| Data entries |
## BEGIN

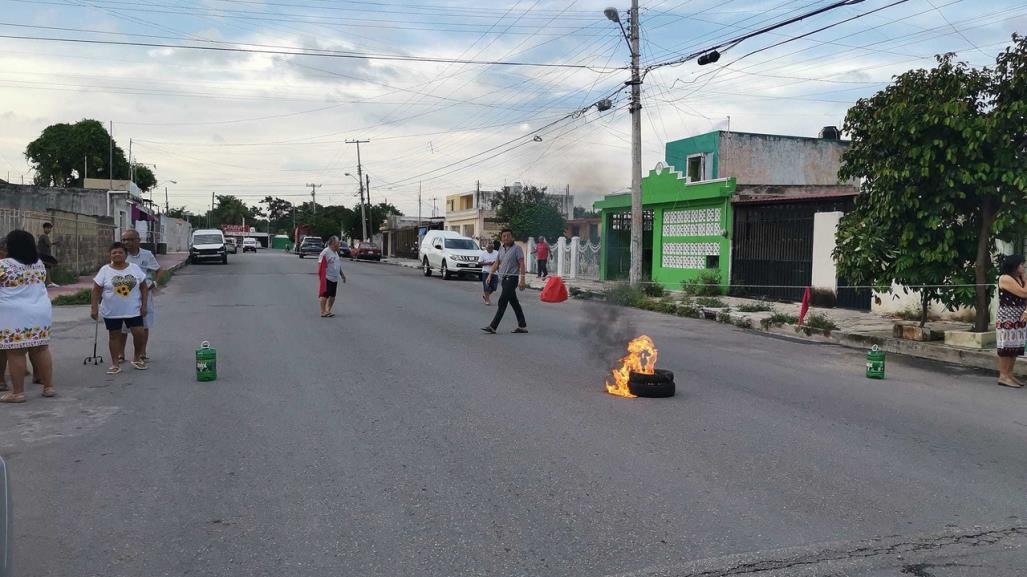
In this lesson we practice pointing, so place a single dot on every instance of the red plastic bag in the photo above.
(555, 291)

## END
## BEGIN

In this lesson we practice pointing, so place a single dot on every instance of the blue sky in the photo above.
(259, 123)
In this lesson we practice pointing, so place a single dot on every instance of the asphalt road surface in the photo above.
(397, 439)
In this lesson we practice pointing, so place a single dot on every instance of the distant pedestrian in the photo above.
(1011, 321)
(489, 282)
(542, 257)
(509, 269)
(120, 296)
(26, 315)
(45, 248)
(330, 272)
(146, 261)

## END
## BEGIN

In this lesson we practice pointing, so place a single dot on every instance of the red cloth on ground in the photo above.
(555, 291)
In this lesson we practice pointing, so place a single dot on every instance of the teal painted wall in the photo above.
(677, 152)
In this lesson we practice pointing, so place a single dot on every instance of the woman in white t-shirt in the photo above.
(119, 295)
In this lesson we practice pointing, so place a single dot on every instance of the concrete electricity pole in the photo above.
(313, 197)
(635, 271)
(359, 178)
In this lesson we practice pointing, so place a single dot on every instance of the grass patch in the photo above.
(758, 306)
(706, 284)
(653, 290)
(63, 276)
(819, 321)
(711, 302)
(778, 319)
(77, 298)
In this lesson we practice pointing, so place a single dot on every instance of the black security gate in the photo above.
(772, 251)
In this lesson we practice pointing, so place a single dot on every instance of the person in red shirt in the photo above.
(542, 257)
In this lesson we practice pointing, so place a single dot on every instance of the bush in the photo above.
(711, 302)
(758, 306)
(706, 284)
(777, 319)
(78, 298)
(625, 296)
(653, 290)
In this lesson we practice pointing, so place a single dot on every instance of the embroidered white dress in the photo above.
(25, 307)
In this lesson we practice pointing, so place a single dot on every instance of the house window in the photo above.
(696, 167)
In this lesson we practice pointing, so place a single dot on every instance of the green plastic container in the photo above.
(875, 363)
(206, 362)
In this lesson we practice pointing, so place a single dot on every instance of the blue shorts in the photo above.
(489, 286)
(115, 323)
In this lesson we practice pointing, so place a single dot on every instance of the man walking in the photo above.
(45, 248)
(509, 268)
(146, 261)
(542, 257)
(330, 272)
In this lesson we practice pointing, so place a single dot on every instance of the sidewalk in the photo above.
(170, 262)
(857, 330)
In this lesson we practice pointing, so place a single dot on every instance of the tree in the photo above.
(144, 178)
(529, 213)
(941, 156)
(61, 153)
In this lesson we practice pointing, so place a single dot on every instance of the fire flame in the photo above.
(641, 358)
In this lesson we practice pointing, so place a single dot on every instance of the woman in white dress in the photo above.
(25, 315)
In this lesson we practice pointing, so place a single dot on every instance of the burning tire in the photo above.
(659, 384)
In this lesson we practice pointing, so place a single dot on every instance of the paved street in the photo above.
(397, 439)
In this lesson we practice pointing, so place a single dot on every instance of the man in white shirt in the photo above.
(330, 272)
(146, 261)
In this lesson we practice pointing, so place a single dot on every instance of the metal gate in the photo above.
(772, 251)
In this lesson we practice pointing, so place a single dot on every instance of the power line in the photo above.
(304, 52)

## END

How many lines in the rows above contain the word "plastic"? Reply with the number alone.

2